Reproduce word for word the part of the shelter cat photo article between "Here are a few examples" and "a few more.", inclusive.
=== Excerpt ===
They say a picture is worth a thousand purrs — or, you know, something like that. At Kitten Rescue, a nonprofit, no-kill shelter in Los Angeles dedicated to rescuing cats and kittens from the streets and euthanasia, photos help tell the stories of the approximately 150 kitties in their care, the striking images showing each animal’s individual personality in ways words never could.
Photographer Casey Christopher snaps pics of Kitten Rescue’s residents to help the kitties find homes. With Christopher’s camera capturing the cats’ wide, soulful eyes and charmingly curious expressions, the felines become more than just another furry face in the crowd.
Here are a few examples — you’ll see what we mean.
An experienced photographer, Christopher knows how to get the most out of her feline subjects, who become notoriously finicky and distracted the moment you stick a camera in their face. Allowing kitties enough time to get comfortable with their surroundings is essential to taking great photos.
“Since I mostly photograph animals for adoption purposes, the most important thing for me is to wait until the animal is comfortable,” Christopher says. “Cats usually need a few minutes before their personalities will shine through, and that is what makes a great photo in my opinion.”
Here are a few more.
Naturally curious about anything new — even that shimmering lens you’re behind — kittens are easier to photograph than adult cats, who tend to be more fearful of new things and set in their eccentric ways. But Christopher has a bag of tricks to entice even the most difficult customer. In that bag are treats, toys, and catnip.
“Kittens are easier because they mostly look awestruck at seeing a camera, which is adorable, but older cats tend to be more timid and suspicious,” she says. “Once they get accustomed to me and my camera, usually with the help of some treats or cat nip, they reveal their unique personalities and I’m able to get the shot that I want.”
Okay. More shots of cats and kittens.
Christopher has also found that getting the camera down at “cat level” can help any animal’s personality to shine. It is, after all, the “up close and personal” photos that really make you coo at the computer screen like a doting grandmother. These are also the shots that get potential adopters to the shelter to meet the little darlings in person.
“Another tip for taking great cat photos is to make sure the animal is looking at the camera,” she says. “This can be done by holding cat treats or a squeaky toy above the lens. It also helps to be eye level with the animal, so be willing to lie down on the floor in order to get the shot you’re after. I find that eye contact really sells a photo and reveals the cat’s personality.”
Through various adoption events, Kitten Rescue finds homes for kittens and adult cats in the Los Angeles area, many of whom would have faced euthanasia or an unhappy life on the streets without intervention. The shelter also recently opened a neonatal kitten nursery. From a litter of special-needs kittens born with twisted legs to a blind six-year-old kitty needing eye surgery, Kitten Rescue is dedicated to making sure all the cats in the shelter get the care they need. Especially during kitten season, Kitten Rescue is always looking for new foster parents.
“Nursery staffers are working around the clock to keep our babies healthy, warm, and fed,” Kitten Rescue wrote in a recent Facebook post. “It’s hard work, but extremely rewarding. Many of these kittens are weaning or will wean soon and be ready to move into private foster homes where they will have more room to run around, play, and socialize with people. Fostering is a great way to make a difference in the lives of homeless animals and will help free up space in our nursery to take on more baby kittens who need our help.”
Ready for more cat shots? Okay. Here they are.
Ultimately, of course, the goal of any shelter is to help kitties find loving homes. Christopher says great photos are essential to achieving this goal, as they help get potential adopters to the shelters in the first place.
“A super cute picture of a kitten with its tongue out or with its head tilted will entice people to go meet the animal in person, whereas a photo with a kitten cowering in the back of a dark cage or looking angry with ‘airplane ears’ doesn’t motivate potential adopters as much,” she says. “On a few occasions, people have adopted certain cats based on the photographs I had taken, which is the biggest compliment I can imagine.”
=== Source material ===
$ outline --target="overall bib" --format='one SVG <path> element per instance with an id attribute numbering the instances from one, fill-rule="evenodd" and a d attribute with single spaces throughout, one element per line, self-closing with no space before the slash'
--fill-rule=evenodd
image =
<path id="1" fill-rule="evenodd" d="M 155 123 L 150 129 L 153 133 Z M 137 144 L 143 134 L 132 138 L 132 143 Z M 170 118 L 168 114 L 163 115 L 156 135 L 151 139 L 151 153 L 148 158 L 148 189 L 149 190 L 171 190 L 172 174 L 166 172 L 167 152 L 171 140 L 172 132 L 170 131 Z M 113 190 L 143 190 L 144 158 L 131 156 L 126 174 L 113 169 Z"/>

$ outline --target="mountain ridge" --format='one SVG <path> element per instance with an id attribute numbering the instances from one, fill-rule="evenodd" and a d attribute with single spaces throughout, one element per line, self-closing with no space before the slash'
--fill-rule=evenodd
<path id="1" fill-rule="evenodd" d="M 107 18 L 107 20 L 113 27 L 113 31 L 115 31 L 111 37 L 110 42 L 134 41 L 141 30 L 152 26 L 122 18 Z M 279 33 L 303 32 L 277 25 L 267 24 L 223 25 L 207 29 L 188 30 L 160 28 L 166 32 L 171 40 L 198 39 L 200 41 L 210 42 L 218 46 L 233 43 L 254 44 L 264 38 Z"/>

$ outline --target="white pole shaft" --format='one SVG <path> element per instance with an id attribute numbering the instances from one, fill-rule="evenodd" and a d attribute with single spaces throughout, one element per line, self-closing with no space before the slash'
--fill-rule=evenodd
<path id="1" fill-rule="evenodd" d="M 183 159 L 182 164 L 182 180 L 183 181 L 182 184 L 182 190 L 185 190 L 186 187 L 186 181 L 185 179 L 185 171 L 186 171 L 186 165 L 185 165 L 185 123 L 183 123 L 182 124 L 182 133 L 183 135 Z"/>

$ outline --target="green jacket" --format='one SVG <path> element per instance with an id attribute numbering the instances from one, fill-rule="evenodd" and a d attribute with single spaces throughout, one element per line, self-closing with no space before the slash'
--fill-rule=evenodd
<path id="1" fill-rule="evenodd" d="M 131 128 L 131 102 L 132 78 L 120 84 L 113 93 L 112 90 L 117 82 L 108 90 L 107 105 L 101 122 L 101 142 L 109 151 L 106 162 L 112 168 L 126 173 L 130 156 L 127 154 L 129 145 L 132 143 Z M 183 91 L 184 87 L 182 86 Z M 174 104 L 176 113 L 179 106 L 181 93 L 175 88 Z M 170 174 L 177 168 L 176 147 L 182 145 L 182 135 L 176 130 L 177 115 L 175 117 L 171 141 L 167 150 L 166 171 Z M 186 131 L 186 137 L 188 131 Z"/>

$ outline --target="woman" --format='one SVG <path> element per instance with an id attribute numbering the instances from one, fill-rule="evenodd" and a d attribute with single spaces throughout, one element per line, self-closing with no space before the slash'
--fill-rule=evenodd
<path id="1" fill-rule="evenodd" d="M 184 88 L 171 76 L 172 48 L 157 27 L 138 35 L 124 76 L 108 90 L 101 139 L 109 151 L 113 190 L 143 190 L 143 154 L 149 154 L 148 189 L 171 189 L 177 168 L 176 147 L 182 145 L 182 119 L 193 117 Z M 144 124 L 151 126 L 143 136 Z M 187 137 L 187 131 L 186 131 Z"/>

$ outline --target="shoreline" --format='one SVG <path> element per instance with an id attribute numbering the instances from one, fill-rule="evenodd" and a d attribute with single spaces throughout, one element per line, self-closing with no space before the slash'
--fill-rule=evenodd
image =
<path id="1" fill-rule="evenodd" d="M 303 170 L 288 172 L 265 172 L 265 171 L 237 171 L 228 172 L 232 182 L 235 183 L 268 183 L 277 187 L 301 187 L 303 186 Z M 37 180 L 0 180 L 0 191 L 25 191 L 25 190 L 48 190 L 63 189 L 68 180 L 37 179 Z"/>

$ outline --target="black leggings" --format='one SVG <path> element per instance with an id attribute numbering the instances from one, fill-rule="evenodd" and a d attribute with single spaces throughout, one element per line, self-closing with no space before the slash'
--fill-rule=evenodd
===
• Output of the task:
Here are a few examples — you’ll see what we mean.
An experienced photographer, Christopher knows how to get the most out of her feline subjects, who become notoriously finicky and distracted the moment you stick a camera in their face. Allowing kitties enough time to get comfortable with their surroundings is essential to taking great photos.
“Since I mostly photograph animals for adoption purposes, the most important thing for me is to wait until the animal is comfortable,” Christopher says. “Cats usually need a few minutes before their personalities will shine through, and that is what makes a great photo in my opinion.”
Here are a few more.